## TASK
Report all lines of the data below that hold the word "yellow".

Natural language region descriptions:
==*==

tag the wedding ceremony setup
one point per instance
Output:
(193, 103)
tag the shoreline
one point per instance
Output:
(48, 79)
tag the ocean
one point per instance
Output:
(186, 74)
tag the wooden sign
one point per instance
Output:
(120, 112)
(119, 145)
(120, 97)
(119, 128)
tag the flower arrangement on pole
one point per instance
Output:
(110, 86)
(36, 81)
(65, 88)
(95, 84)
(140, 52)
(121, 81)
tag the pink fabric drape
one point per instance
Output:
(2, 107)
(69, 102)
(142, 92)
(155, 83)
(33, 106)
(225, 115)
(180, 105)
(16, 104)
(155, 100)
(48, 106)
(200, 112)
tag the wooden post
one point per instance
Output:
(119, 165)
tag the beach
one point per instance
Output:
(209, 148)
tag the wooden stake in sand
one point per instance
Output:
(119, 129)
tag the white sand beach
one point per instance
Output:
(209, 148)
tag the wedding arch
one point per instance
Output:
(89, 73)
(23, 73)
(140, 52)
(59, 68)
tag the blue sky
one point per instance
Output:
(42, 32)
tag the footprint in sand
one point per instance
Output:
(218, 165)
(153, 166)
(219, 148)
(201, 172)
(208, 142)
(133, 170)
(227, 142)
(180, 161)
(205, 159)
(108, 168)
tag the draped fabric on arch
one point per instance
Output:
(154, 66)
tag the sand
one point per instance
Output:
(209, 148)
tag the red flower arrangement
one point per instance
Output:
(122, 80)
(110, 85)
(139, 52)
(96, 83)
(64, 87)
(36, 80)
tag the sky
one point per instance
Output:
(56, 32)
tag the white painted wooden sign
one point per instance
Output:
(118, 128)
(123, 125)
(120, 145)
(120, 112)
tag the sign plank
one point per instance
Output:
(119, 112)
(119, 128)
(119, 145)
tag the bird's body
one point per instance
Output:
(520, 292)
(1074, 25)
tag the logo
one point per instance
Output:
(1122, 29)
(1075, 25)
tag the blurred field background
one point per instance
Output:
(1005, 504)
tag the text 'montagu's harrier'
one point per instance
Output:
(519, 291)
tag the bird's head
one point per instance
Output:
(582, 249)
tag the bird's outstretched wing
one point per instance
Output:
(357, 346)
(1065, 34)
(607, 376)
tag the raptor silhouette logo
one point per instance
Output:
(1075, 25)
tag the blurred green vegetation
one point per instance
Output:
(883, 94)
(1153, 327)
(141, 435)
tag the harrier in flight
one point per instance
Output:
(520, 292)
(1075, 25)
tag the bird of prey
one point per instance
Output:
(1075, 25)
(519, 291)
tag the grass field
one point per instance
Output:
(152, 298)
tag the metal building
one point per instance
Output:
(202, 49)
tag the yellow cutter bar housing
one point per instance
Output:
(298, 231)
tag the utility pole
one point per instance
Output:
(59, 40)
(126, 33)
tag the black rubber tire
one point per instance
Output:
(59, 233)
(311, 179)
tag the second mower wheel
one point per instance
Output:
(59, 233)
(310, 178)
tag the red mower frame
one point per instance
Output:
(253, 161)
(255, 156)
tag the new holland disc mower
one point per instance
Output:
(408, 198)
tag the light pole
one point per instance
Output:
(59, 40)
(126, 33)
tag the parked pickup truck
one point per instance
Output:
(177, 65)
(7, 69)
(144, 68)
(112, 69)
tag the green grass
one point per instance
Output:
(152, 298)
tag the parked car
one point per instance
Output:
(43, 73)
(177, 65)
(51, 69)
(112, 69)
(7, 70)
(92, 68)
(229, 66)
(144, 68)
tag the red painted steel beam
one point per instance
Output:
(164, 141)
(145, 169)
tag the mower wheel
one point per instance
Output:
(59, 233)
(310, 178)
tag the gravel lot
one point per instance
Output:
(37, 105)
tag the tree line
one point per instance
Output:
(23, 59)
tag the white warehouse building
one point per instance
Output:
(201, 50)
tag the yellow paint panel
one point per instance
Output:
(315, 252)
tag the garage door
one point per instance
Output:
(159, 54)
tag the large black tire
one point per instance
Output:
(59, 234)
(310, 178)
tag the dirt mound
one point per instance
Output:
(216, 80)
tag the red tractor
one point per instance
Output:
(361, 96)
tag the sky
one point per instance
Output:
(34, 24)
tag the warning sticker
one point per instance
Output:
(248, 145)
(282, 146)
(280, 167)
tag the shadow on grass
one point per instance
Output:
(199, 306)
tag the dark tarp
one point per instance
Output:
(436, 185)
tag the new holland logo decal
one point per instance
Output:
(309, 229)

==*==

## SOLUTION FOR THIS EXERCISE
tag the yellow cutter bar housing
tag the yellow paint panel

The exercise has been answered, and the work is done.